*JOB:*
Please set out the records below as a Markdown table with the columns Row and Line, giving each non-blank line its own numbered row and leaving out any blank lines.

*DATA FOR THE TASK:*
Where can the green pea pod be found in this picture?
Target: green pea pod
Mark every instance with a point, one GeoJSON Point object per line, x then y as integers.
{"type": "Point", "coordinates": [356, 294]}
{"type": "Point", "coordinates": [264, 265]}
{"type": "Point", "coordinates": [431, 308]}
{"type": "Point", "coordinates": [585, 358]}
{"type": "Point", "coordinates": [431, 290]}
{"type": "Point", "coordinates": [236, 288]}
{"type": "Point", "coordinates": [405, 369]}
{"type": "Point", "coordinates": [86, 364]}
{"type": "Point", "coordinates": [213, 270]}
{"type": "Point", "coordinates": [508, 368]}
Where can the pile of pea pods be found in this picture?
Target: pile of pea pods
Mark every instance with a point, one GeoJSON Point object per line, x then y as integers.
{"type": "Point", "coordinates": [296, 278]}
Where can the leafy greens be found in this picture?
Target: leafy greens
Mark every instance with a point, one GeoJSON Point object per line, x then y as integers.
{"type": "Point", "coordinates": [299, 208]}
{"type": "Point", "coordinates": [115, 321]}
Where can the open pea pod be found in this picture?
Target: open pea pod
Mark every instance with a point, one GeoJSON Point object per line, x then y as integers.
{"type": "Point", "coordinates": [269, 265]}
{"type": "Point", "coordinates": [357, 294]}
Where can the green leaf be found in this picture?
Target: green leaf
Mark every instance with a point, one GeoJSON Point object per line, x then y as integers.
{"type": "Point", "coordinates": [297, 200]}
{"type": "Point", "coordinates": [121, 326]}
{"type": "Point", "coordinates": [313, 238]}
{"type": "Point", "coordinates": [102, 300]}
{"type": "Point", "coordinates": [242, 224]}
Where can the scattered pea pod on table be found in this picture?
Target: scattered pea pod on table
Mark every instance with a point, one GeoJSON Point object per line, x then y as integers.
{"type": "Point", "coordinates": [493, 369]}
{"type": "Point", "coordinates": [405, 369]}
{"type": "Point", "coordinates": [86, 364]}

*FINISHED TASK:*
| Row | Line |
|---|---|
| 1 | Where can the green pea pod be found in this picture? |
| 2 | Target: green pea pod |
| 3 | Mark every instance with a point, one GeoJSON Point object per line, x then y as integers. |
| 4 | {"type": "Point", "coordinates": [356, 294]} |
| 5 | {"type": "Point", "coordinates": [264, 265]} |
| 6 | {"type": "Point", "coordinates": [431, 308]} |
| 7 | {"type": "Point", "coordinates": [585, 358]} |
| 8 | {"type": "Point", "coordinates": [431, 290]} |
| 9 | {"type": "Point", "coordinates": [236, 288]} |
| 10 | {"type": "Point", "coordinates": [405, 369]} |
| 11 | {"type": "Point", "coordinates": [86, 364]} |
| 12 | {"type": "Point", "coordinates": [213, 270]} |
| 13 | {"type": "Point", "coordinates": [508, 368]} |
| 14 | Where can the pile of pea pods be found in this picture? |
| 15 | Target: pile of pea pods |
| 16 | Mark every instance with a point, one GeoJSON Point object per line, x then y as integers. |
| 17 | {"type": "Point", "coordinates": [296, 278]} |
| 18 | Where can the leafy greens be found in this picture? |
| 19 | Target: leafy greens |
| 20 | Mark every instance with a point, one GeoJSON Point object per line, x then y as integers. |
| 21 | {"type": "Point", "coordinates": [299, 208]} |
| 22 | {"type": "Point", "coordinates": [115, 321]} |
| 23 | Where can the open pea pod be found in this picture? |
| 24 | Target: open pea pod |
| 25 | Mark every instance with a point, one GeoJSON Point object per line, x then y as integers. |
| 26 | {"type": "Point", "coordinates": [269, 265]} |
| 27 | {"type": "Point", "coordinates": [357, 294]} |
| 28 | Where can the green leaf be found in this picture? |
| 29 | Target: green leaf |
| 30 | Mark every instance with a point, one GeoJSON Point object per line, x then y as integers. |
| 31 | {"type": "Point", "coordinates": [297, 200]} |
| 32 | {"type": "Point", "coordinates": [121, 326]} |
| 33 | {"type": "Point", "coordinates": [313, 238]} |
| 34 | {"type": "Point", "coordinates": [102, 300]} |
| 35 | {"type": "Point", "coordinates": [242, 224]} |
| 36 | Where can the scattered pea pod on table be found in this picture? |
| 37 | Target: scattered pea pod on table |
| 38 | Mark every instance with a point, one GeoJSON Point object per line, x then y as integers. |
| 39 | {"type": "Point", "coordinates": [493, 369]} |
| 40 | {"type": "Point", "coordinates": [405, 369]} |
| 41 | {"type": "Point", "coordinates": [86, 364]} |